** Start of Source document **

I'll make sure to update on how both issues get resolved


----------



## Svava (May 4, 2014)

Jzbass25 said:


> I'm still so on the fence if I like the looks of it (mostly don't like the fake CF), but I know that it would be extremely comfortable (as you even said) for classical playing position.



I was just playing it and yeah it really works in that position.

IDK- personally I think it looks unique and cool and I love it. It's different in person than in the pics but if you hate it you hate it xD


----------



## Jzbass25 (May 5, 2014)

Svava said:


> I was just playing it and yeah it really works in that position.
> 
> IDK- personally I think it looks unique and cool and I love it. It's different in person than in the pics but if you hate it you hate it xD



I don't hate it, I'm just so indifferent. But knowing myself I'll probably buy one =P. I did have 2 questions though, does the gamechanger system mean you need a battery? Also does it have the active preamp the jp13s had?


----------



## Sephiroth952 (May 5, 2014)

I helped break down the booth behind you in the first picture. You enjoy the Guitar show? 

Happy ngd!


----------



## Svava (May 5, 2014)

Sephiroth952 said:


> I helped break down the booth behind you in the first picture. You enjoy the Guitar show?
> 
> Happy ngd!



Yeah it was killer!

Also Jzbass-

It does need a battery and it does have the preamp. But all of the JP's need batteries.

Yeah it has the gamechanger- that's what the N64 looking thing inside the cavity was xD


----------



## Alberto7 (May 5, 2014)

Svava said:


> It really is the best playing guitar I've ever held. It has perfect string tension (may go down to 9's at some point it ships with 10's) and great tone all around.
> 
> 
> I have 2 issues at this point
> ...



The first issue could have a million causes behind it, but I'd find it to be the most annoying of the two. Hopefully it all turns out to be trivial and you can get that bubble fixed!

I'm glad to hear that it plays as good as it looks! I've only ever played a JP6, JP7, and a BFR JP7 at a guitar store in Spain a few years back, so I can't remember exactly what they were like, but I do remember they nearly played themselves and were smooth as all hell. I can only guess that the Majesty would be similar in feel, but better.


----------



## Svava (May 5, 2014)

Alberto7 said:


> The first issue could have a million causes behind it, but I'd find it to be the most annoying of the two. Hopefully it all turns out to be trivial and you can get that bubble fixed!
> 
> I'm glad to hear that it plays as good as it looks! I've only ever played a JP6, JP7, and a BFR JP7 at a guitar store in Spain a few years back, so I can't remember exactly what they were like, but I do remember they nearly played themselves and were smooth as all hell. I can only guess that the Majesty would be similar in feel, but better.

** End of Source document **

## Stated problem a
Count the lines in the listing below that contain the word "white", and reply with the number alone.

** Start of Supplied records **

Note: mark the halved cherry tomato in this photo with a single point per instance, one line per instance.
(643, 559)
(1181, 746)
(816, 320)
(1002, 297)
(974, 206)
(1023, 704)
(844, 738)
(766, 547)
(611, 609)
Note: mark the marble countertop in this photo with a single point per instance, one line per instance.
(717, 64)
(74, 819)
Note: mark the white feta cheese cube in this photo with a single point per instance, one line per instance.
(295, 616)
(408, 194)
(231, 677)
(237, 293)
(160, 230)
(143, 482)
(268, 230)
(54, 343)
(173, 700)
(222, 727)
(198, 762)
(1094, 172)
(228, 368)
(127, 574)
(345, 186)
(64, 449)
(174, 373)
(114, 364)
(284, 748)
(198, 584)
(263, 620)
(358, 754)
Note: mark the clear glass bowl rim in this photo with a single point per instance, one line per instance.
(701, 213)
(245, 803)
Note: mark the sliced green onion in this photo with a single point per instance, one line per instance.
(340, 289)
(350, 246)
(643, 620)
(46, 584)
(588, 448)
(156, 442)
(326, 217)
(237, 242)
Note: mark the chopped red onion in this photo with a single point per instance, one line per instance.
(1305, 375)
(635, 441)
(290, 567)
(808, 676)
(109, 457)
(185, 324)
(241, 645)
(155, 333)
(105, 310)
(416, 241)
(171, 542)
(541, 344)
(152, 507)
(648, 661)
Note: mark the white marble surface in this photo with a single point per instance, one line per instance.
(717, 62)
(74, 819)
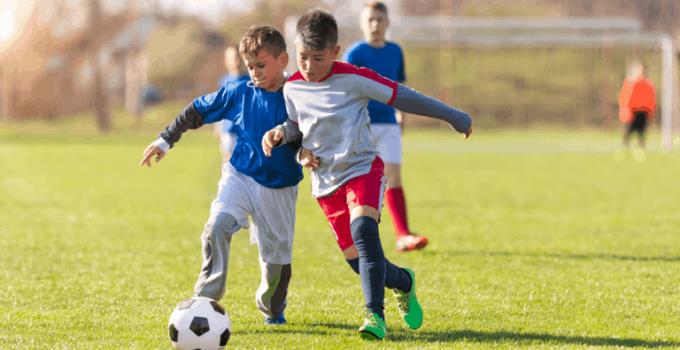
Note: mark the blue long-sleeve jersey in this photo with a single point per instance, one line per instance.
(253, 111)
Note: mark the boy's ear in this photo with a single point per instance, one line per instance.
(283, 58)
(336, 51)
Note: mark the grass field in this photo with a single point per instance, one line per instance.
(539, 239)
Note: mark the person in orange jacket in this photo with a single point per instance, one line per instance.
(637, 104)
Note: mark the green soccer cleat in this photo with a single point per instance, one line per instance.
(374, 327)
(409, 307)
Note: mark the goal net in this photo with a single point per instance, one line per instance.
(518, 72)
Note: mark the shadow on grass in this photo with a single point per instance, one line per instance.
(467, 335)
(562, 256)
(499, 337)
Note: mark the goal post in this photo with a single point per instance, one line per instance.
(421, 33)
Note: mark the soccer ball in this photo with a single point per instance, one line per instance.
(199, 323)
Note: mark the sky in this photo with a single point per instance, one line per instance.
(13, 11)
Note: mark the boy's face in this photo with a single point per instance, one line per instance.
(374, 24)
(265, 70)
(315, 64)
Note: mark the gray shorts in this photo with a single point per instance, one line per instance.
(271, 212)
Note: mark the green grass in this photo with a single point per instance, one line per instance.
(539, 239)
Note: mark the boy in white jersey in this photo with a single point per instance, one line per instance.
(327, 109)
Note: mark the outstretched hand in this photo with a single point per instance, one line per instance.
(307, 159)
(149, 152)
(271, 139)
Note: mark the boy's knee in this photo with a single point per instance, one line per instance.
(271, 296)
(220, 224)
(354, 264)
(364, 228)
(367, 238)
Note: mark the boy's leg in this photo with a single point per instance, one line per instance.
(387, 138)
(273, 230)
(395, 277)
(216, 241)
(228, 214)
(271, 295)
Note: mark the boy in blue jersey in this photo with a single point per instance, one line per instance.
(264, 188)
(387, 59)
(327, 103)
(235, 73)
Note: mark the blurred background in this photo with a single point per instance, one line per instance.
(510, 63)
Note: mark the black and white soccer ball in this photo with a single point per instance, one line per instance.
(199, 323)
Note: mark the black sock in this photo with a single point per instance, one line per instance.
(395, 277)
(371, 262)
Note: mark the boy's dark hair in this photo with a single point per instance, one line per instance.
(262, 38)
(377, 6)
(317, 30)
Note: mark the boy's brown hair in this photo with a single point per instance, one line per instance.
(317, 30)
(262, 38)
(377, 6)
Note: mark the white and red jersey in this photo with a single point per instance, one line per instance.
(332, 115)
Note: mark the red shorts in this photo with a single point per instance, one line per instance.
(364, 190)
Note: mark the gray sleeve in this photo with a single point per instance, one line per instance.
(412, 101)
(189, 118)
(291, 133)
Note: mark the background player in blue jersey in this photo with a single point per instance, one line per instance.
(387, 59)
(264, 188)
(236, 71)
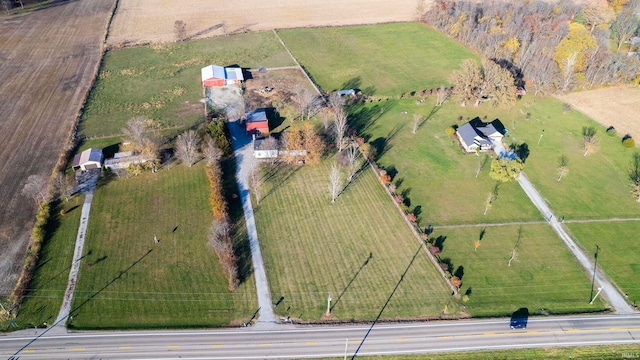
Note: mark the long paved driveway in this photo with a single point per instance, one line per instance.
(608, 289)
(245, 162)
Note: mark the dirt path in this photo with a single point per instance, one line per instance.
(612, 294)
(48, 59)
(245, 162)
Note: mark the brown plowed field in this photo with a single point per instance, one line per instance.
(48, 59)
(617, 106)
(144, 21)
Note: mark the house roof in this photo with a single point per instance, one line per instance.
(257, 115)
(89, 155)
(262, 144)
(216, 71)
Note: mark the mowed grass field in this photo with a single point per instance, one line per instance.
(313, 248)
(430, 168)
(543, 275)
(45, 292)
(162, 82)
(388, 59)
(618, 255)
(128, 281)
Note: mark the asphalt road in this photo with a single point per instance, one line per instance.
(289, 342)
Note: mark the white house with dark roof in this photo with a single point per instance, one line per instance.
(214, 75)
(88, 159)
(478, 136)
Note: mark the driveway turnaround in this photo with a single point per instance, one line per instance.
(612, 294)
(245, 161)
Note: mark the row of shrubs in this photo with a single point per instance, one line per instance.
(220, 233)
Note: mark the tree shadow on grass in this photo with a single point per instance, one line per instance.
(241, 246)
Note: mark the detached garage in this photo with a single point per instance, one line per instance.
(88, 159)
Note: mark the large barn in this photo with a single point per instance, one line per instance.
(214, 75)
(257, 122)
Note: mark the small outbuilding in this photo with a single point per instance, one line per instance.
(257, 122)
(214, 75)
(88, 159)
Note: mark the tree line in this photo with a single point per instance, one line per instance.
(555, 47)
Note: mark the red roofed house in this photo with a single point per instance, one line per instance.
(257, 122)
(214, 75)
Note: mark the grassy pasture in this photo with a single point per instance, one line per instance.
(127, 281)
(162, 82)
(544, 275)
(43, 300)
(312, 247)
(619, 249)
(430, 168)
(386, 59)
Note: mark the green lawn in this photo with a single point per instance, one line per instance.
(128, 281)
(43, 300)
(605, 352)
(544, 275)
(162, 82)
(312, 247)
(618, 255)
(431, 169)
(387, 59)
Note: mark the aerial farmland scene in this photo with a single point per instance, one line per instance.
(411, 179)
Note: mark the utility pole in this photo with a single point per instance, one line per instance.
(540, 136)
(593, 280)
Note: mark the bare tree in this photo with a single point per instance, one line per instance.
(335, 182)
(634, 175)
(353, 155)
(36, 188)
(340, 128)
(626, 22)
(563, 169)
(63, 186)
(255, 183)
(442, 95)
(187, 147)
(180, 30)
(326, 117)
(134, 132)
(416, 123)
(150, 150)
(481, 165)
(590, 139)
(212, 154)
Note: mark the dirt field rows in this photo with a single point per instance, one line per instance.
(143, 21)
(615, 106)
(48, 59)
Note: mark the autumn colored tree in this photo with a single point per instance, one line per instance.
(572, 53)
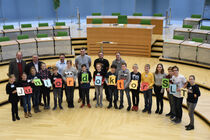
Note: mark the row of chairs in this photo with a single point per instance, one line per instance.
(134, 14)
(122, 19)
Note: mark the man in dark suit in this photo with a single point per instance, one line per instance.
(17, 66)
(37, 65)
(34, 63)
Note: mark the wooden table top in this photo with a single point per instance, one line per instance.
(200, 31)
(182, 29)
(191, 43)
(61, 27)
(129, 17)
(204, 45)
(62, 38)
(45, 39)
(30, 40)
(8, 43)
(45, 28)
(28, 29)
(173, 41)
(193, 19)
(139, 26)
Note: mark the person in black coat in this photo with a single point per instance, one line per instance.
(13, 98)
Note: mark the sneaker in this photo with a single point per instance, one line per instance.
(144, 110)
(190, 127)
(89, 106)
(25, 115)
(29, 114)
(82, 106)
(121, 106)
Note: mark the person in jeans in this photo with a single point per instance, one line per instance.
(192, 99)
(57, 91)
(159, 91)
(70, 72)
(124, 74)
(180, 82)
(99, 88)
(147, 77)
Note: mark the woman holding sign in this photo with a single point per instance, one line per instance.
(69, 76)
(13, 98)
(45, 89)
(159, 75)
(135, 86)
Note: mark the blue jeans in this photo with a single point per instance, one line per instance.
(27, 103)
(148, 99)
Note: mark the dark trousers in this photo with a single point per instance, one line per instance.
(85, 94)
(135, 97)
(178, 107)
(148, 99)
(14, 109)
(159, 97)
(46, 95)
(127, 94)
(57, 94)
(36, 97)
(112, 92)
(70, 95)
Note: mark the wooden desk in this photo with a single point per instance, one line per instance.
(12, 33)
(203, 54)
(171, 48)
(61, 29)
(130, 39)
(45, 46)
(197, 33)
(195, 22)
(46, 30)
(157, 21)
(9, 49)
(31, 32)
(188, 50)
(183, 32)
(28, 47)
(63, 45)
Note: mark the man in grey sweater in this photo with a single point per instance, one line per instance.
(124, 74)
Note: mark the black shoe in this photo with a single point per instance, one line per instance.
(144, 110)
(17, 117)
(190, 127)
(169, 114)
(110, 106)
(187, 125)
(161, 111)
(128, 108)
(115, 106)
(121, 106)
(157, 111)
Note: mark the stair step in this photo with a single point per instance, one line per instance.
(155, 54)
(158, 44)
(157, 49)
(79, 42)
(78, 47)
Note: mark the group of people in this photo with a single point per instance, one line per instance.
(37, 80)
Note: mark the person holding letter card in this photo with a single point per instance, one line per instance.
(147, 77)
(135, 88)
(111, 80)
(13, 98)
(124, 75)
(84, 78)
(69, 76)
(56, 80)
(98, 80)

** End of Supplied records **

## Stated problem b
Reproduce the part of the guitar forum thread that opens with the words containing "## Alberto7 (May" and closes with "tone all around.".

## Full solution a
6

## Full solution b
## Alberto7 (May 5, 2014)

Svava said:


> It really is the best playing guitar I've ever held. It has perfect string tension (may go down to 9's at some point it ships with 10's) and great tone all around.